Written exercise: Please copy out word for word the part of the entries that opens with their first line and closes with the line containing "[1050, 394]", both ends included. Leave the pictures out of your copy.

+ + + +

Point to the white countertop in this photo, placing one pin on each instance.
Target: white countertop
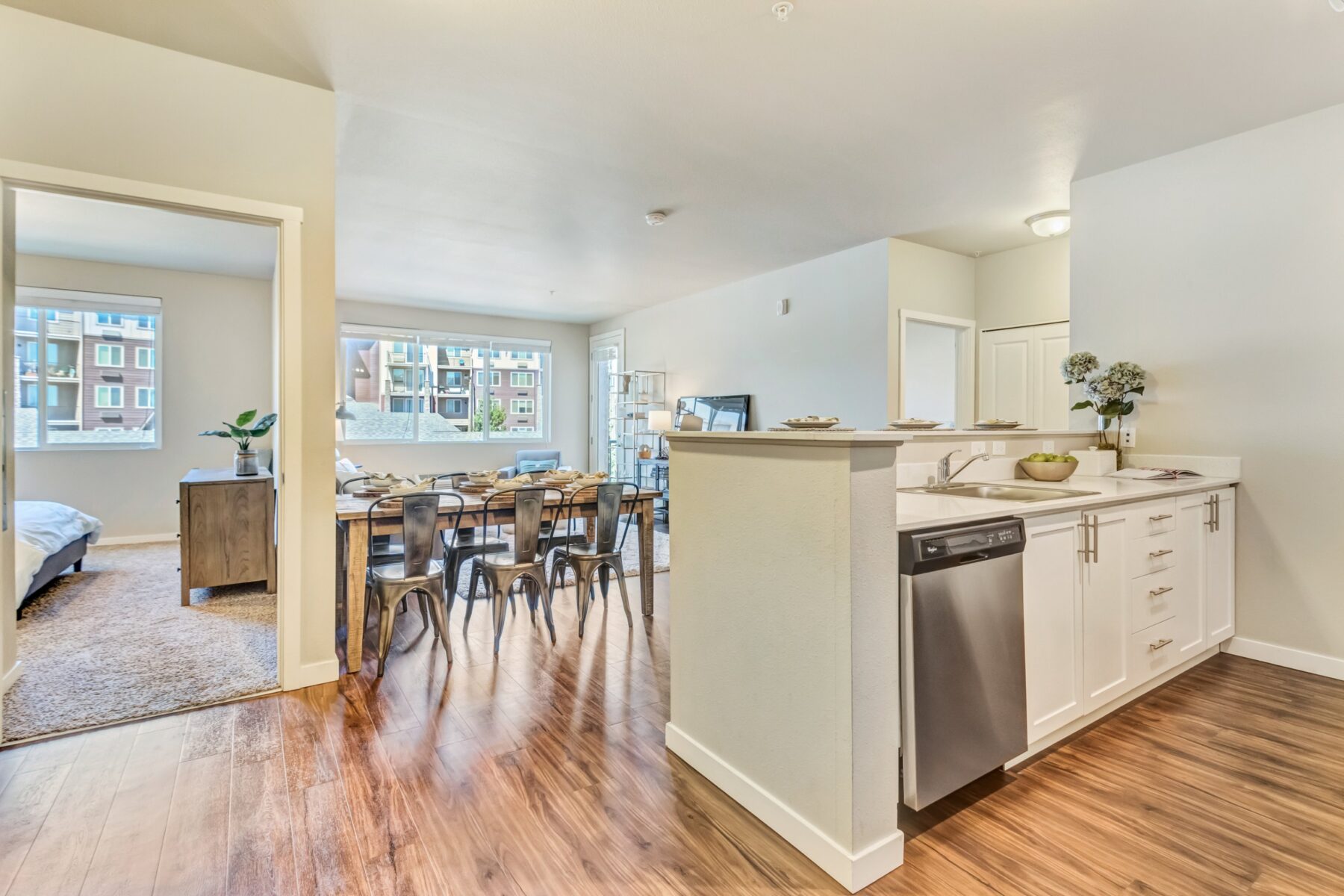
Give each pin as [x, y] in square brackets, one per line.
[791, 437]
[918, 511]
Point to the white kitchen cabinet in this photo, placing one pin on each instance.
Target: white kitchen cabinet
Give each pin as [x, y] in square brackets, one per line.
[1105, 578]
[1053, 615]
[1019, 375]
[1221, 567]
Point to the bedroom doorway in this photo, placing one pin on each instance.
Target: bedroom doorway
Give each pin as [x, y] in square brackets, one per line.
[136, 324]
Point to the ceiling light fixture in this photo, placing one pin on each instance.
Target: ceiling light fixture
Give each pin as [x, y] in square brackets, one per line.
[1051, 223]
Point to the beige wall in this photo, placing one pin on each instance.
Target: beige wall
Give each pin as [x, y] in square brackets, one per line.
[826, 356]
[1219, 270]
[87, 101]
[215, 361]
[1023, 287]
[922, 280]
[567, 398]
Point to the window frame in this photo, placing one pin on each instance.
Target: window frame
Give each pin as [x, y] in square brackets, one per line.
[47, 301]
[494, 349]
[99, 348]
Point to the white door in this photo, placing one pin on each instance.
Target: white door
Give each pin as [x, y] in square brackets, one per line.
[1189, 598]
[1105, 608]
[1053, 615]
[1006, 375]
[1019, 375]
[1221, 567]
[605, 355]
[1050, 394]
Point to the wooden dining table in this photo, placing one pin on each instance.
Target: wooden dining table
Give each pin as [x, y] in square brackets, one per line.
[354, 532]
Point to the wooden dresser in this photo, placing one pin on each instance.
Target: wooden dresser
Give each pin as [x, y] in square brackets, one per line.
[228, 529]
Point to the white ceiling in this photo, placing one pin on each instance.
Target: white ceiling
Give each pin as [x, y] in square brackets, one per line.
[101, 231]
[494, 151]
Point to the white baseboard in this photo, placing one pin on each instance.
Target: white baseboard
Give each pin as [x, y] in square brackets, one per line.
[312, 673]
[136, 539]
[853, 871]
[1289, 657]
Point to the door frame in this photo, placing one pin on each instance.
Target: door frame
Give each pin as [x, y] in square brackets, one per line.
[288, 383]
[600, 340]
[965, 329]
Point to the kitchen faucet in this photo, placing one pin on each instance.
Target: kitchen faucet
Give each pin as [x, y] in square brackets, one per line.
[944, 477]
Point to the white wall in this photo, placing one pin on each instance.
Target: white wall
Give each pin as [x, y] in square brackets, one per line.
[87, 101]
[922, 280]
[1219, 270]
[1023, 287]
[215, 359]
[828, 355]
[569, 386]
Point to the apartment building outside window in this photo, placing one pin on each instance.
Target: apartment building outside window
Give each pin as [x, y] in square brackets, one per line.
[421, 386]
[74, 349]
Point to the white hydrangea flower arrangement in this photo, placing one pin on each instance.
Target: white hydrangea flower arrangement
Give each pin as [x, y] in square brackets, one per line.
[1107, 390]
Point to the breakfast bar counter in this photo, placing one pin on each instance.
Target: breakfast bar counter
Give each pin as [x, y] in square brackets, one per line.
[784, 610]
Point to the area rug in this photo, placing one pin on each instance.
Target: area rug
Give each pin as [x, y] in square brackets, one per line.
[114, 642]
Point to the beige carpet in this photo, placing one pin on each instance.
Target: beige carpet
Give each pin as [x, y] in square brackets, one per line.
[114, 642]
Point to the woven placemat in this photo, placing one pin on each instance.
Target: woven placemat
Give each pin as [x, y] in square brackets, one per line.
[812, 429]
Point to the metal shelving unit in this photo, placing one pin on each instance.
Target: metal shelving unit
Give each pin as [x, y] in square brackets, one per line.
[636, 394]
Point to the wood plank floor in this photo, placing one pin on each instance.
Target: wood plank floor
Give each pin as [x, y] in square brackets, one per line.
[546, 774]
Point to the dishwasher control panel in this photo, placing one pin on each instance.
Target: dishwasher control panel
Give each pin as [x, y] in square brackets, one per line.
[929, 550]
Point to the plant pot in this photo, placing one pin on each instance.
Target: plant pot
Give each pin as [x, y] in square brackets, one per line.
[245, 464]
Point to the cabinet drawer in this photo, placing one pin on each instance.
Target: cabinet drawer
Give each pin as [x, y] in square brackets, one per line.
[1152, 554]
[1152, 650]
[1152, 600]
[1152, 517]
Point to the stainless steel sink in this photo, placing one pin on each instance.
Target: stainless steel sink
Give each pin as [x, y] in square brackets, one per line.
[999, 492]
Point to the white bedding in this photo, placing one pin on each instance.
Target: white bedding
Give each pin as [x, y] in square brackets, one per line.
[40, 529]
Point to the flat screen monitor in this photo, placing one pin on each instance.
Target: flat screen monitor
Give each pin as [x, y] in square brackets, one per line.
[719, 413]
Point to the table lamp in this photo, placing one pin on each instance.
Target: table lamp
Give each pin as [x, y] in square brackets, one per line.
[660, 422]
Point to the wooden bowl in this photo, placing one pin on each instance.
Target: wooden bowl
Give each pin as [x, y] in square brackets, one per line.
[1048, 470]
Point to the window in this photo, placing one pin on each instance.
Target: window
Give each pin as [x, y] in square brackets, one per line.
[418, 386]
[72, 391]
[107, 355]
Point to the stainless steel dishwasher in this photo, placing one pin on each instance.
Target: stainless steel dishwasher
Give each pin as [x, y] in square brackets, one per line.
[962, 662]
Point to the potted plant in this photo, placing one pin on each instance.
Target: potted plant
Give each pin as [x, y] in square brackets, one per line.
[242, 432]
[1107, 393]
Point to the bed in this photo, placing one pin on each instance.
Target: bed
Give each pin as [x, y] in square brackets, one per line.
[49, 539]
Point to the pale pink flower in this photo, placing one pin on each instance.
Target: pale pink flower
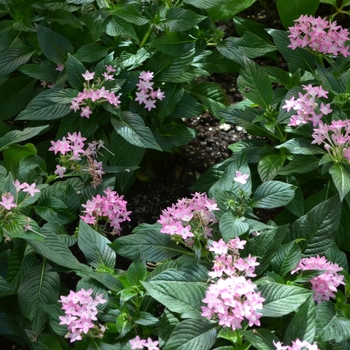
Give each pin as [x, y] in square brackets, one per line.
[31, 189]
[88, 76]
[7, 201]
[137, 343]
[241, 178]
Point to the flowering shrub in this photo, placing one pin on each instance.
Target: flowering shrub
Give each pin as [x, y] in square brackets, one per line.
[111, 208]
[256, 258]
[231, 297]
[80, 310]
[325, 285]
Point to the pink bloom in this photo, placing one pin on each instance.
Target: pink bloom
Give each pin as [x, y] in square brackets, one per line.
[30, 188]
[88, 76]
[85, 112]
[110, 69]
[151, 345]
[241, 178]
[60, 67]
[60, 170]
[137, 343]
[8, 201]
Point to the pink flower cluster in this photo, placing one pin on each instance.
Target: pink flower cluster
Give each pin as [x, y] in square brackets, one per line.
[296, 345]
[80, 310]
[189, 217]
[145, 93]
[71, 149]
[231, 297]
[138, 343]
[8, 200]
[326, 283]
[90, 95]
[335, 137]
[319, 35]
[111, 208]
[306, 106]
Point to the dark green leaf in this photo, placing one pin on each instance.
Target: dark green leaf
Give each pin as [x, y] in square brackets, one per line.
[54, 45]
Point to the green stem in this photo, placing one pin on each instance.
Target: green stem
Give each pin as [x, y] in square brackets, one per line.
[147, 35]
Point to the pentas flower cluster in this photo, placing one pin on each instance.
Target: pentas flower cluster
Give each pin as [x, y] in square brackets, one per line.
[94, 93]
[138, 343]
[71, 149]
[189, 217]
[319, 36]
[111, 208]
[307, 107]
[335, 137]
[9, 201]
[145, 93]
[326, 283]
[296, 345]
[81, 311]
[231, 297]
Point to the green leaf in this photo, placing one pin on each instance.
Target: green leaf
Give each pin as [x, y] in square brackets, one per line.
[341, 179]
[317, 228]
[294, 9]
[91, 52]
[270, 165]
[181, 20]
[203, 4]
[48, 105]
[228, 9]
[286, 259]
[264, 246]
[299, 57]
[54, 248]
[136, 272]
[273, 194]
[252, 45]
[229, 49]
[95, 247]
[133, 129]
[189, 335]
[211, 95]
[14, 57]
[231, 226]
[54, 45]
[75, 69]
[254, 83]
[262, 339]
[174, 43]
[15, 153]
[300, 165]
[282, 299]
[45, 71]
[181, 291]
[14, 96]
[303, 324]
[148, 241]
[300, 146]
[39, 287]
[16, 136]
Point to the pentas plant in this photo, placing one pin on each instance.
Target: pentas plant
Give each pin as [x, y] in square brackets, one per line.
[81, 311]
[231, 297]
[189, 220]
[110, 209]
[324, 285]
[138, 343]
[72, 152]
[319, 36]
[296, 345]
[94, 93]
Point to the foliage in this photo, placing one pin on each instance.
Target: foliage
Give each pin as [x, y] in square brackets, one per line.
[211, 273]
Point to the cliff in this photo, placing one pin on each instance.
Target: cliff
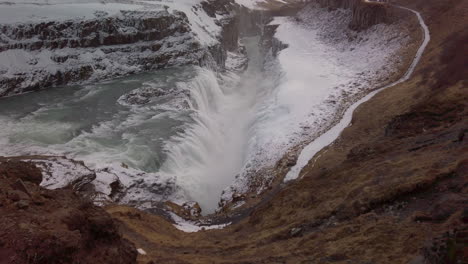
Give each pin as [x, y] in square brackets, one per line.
[54, 226]
[391, 189]
[365, 14]
[52, 51]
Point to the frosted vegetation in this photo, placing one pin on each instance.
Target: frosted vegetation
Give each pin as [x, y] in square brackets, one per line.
[193, 133]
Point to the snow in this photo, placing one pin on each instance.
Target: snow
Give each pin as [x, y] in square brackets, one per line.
[141, 251]
[25, 11]
[204, 26]
[325, 68]
[192, 226]
[255, 4]
[331, 135]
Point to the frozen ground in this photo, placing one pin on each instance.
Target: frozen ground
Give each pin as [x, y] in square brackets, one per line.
[331, 135]
[325, 68]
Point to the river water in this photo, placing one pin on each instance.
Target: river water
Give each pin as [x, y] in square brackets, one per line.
[195, 130]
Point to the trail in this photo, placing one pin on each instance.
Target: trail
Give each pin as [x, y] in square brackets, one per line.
[331, 135]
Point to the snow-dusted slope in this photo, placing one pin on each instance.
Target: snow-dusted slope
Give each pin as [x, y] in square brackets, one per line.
[48, 43]
[324, 69]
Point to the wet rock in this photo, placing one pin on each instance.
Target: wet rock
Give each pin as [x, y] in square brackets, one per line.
[295, 231]
[64, 229]
[22, 204]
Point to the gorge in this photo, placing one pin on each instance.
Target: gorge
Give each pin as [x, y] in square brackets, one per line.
[202, 115]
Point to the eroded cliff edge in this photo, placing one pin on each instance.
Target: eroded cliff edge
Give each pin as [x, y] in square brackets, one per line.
[392, 189]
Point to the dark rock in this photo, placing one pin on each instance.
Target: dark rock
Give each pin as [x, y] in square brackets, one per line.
[22, 204]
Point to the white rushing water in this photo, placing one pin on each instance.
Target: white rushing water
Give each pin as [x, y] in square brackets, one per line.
[332, 134]
[188, 133]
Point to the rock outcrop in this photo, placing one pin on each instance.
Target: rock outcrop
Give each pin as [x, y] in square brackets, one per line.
[54, 226]
[40, 54]
[365, 14]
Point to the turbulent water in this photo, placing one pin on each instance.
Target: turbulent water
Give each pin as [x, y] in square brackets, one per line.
[194, 129]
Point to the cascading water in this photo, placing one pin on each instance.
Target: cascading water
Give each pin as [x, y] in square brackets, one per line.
[189, 125]
[206, 157]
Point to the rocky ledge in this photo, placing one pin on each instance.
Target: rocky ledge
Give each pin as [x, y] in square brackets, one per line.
[52, 51]
[54, 226]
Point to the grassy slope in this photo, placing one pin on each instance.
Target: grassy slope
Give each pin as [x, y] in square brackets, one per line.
[394, 180]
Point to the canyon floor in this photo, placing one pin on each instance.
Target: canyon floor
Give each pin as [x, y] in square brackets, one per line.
[392, 189]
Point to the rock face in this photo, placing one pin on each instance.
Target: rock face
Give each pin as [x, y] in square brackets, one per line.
[365, 14]
[63, 52]
[53, 226]
[52, 52]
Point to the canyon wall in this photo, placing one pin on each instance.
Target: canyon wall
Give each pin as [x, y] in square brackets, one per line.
[40, 54]
[365, 14]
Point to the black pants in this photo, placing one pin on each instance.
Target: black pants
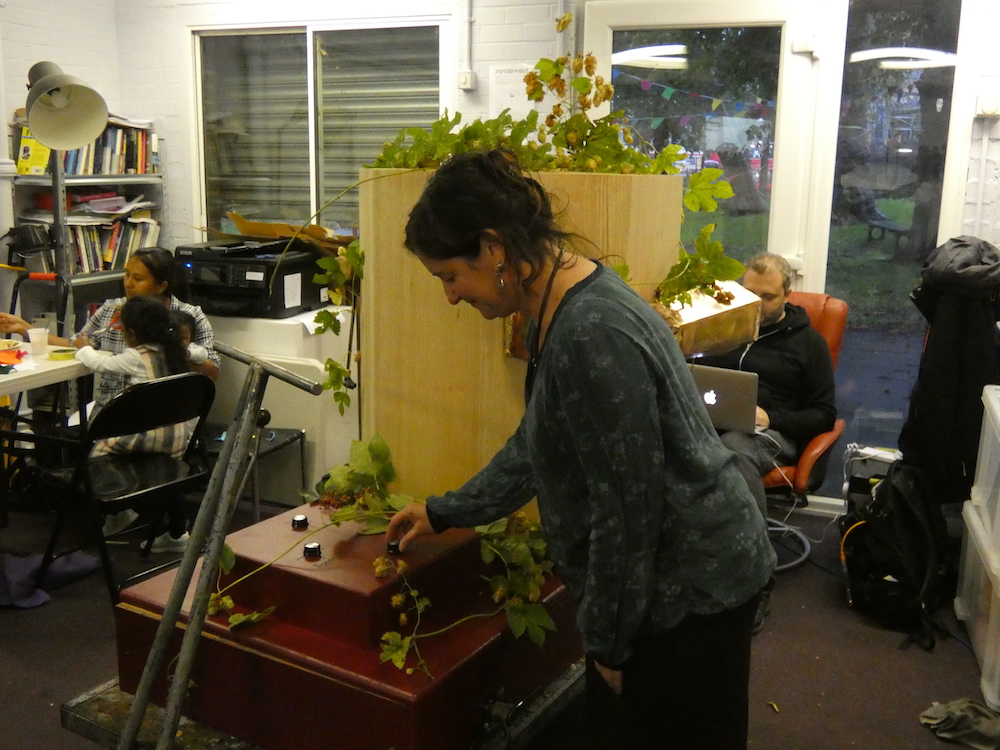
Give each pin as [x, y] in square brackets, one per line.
[684, 689]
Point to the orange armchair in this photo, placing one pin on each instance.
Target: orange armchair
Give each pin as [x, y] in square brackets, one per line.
[828, 315]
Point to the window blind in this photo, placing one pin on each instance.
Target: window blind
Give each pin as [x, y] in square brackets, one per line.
[369, 84]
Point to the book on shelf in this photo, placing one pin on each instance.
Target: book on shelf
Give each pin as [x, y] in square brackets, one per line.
[32, 156]
[124, 147]
[99, 247]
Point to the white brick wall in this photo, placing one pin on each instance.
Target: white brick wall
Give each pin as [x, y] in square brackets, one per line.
[982, 215]
[80, 37]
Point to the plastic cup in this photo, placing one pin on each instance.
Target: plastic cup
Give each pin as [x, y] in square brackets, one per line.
[38, 338]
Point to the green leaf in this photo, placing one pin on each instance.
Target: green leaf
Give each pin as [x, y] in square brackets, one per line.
[360, 459]
[398, 502]
[327, 321]
[548, 69]
[394, 648]
[355, 259]
[622, 270]
[227, 560]
[382, 461]
[583, 85]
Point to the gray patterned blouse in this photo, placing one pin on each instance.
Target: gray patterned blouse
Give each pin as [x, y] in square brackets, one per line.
[644, 511]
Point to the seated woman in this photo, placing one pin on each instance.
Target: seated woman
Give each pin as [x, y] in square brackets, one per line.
[151, 271]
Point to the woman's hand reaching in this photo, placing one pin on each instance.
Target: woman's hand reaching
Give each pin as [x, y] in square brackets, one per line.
[12, 324]
[408, 524]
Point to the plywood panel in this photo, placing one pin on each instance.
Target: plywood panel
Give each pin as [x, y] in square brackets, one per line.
[436, 383]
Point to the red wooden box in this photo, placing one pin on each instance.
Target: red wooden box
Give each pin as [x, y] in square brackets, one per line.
[311, 672]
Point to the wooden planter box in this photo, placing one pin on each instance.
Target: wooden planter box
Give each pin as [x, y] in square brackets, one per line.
[310, 675]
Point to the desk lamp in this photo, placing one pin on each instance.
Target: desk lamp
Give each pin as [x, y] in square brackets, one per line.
[64, 113]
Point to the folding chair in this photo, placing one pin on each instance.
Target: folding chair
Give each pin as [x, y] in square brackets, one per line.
[99, 486]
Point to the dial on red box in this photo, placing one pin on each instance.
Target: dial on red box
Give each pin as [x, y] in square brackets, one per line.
[311, 674]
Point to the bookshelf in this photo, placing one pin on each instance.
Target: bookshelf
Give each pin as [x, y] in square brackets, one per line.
[113, 197]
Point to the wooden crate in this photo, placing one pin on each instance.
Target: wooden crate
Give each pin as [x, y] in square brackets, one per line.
[310, 675]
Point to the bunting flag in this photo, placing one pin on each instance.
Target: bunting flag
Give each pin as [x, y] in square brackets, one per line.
[719, 106]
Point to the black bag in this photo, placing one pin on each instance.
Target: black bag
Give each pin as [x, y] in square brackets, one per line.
[894, 555]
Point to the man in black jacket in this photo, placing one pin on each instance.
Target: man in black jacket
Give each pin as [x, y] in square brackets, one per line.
[796, 397]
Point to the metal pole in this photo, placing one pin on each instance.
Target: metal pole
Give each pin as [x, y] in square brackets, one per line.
[235, 472]
[171, 611]
[211, 524]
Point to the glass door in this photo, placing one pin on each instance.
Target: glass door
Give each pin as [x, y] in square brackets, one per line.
[758, 95]
[891, 146]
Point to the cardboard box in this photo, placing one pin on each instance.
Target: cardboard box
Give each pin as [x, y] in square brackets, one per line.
[977, 603]
[986, 485]
[709, 327]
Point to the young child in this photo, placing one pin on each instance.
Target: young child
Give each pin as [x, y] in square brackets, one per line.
[154, 350]
[184, 326]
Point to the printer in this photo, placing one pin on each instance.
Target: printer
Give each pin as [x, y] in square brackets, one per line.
[248, 278]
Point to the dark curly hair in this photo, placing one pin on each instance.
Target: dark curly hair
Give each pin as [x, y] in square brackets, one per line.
[163, 266]
[148, 319]
[476, 193]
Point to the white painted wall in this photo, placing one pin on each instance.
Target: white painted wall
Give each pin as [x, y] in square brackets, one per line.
[139, 55]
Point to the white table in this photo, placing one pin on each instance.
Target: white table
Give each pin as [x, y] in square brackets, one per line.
[45, 372]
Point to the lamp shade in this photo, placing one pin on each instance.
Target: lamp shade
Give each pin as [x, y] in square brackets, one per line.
[64, 113]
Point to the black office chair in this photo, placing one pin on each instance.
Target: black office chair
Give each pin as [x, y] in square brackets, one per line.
[97, 487]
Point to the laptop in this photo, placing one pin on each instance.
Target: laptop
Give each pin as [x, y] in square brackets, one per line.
[730, 397]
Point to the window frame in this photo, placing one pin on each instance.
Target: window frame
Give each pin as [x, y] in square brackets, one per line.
[447, 71]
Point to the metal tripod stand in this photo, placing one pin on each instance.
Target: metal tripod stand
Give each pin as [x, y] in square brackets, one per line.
[210, 527]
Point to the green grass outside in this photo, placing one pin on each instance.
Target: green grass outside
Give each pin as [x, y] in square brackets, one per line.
[875, 285]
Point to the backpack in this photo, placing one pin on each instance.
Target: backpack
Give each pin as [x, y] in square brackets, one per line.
[893, 553]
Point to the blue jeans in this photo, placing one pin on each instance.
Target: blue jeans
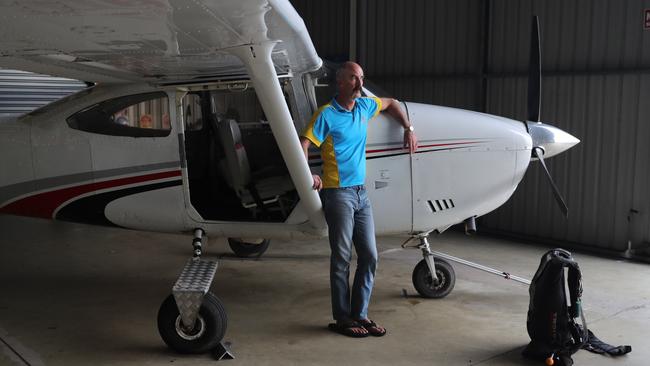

+ + + +

The result:
Point to the white countertop in this photo, placing one pin on each instance.
Target: white countertop
Give each pin as [x, y] in square brackets, one per line.
[791, 437]
[918, 511]
Point to the white kitchen cabinet in this photo, placing one pin on each instance.
Target: white kitchen cabinet
Give each pin as [x, y] in square brackets, one per line.
[1105, 578]
[1053, 615]
[1019, 375]
[1221, 567]
Point to the bedroom doorway in this photo, placing one pin on each instance.
Target: bedroom doorway
Give each pin as [x, y] in square brackets, one per line.
[136, 324]
Point to the ceiling light fixture in this photo, placing one pin on each instance.
Target: ceiling light fixture
Give each pin as [x, y] in square brackets, one per line.
[1051, 223]
Point to the beige wall in this photo, placing one pin on each instance.
Target: beige wall
Give each pin as [x, y] in square brackets, one per line.
[826, 356]
[1219, 270]
[87, 101]
[215, 361]
[1023, 287]
[922, 280]
[567, 398]
Point to the window frame in this photo, placing one pin on each instance.
Target: window frame
Give each pin as [x, y] in square brackets, one per line.
[47, 301]
[494, 349]
[99, 348]
Point to the white door in this photo, placing one pin on each instance.
Target: white door
Give each pin as [x, y] in square brackets, one per line.
[1189, 598]
[1105, 608]
[1053, 615]
[1006, 375]
[1019, 375]
[1221, 567]
[605, 355]
[1050, 394]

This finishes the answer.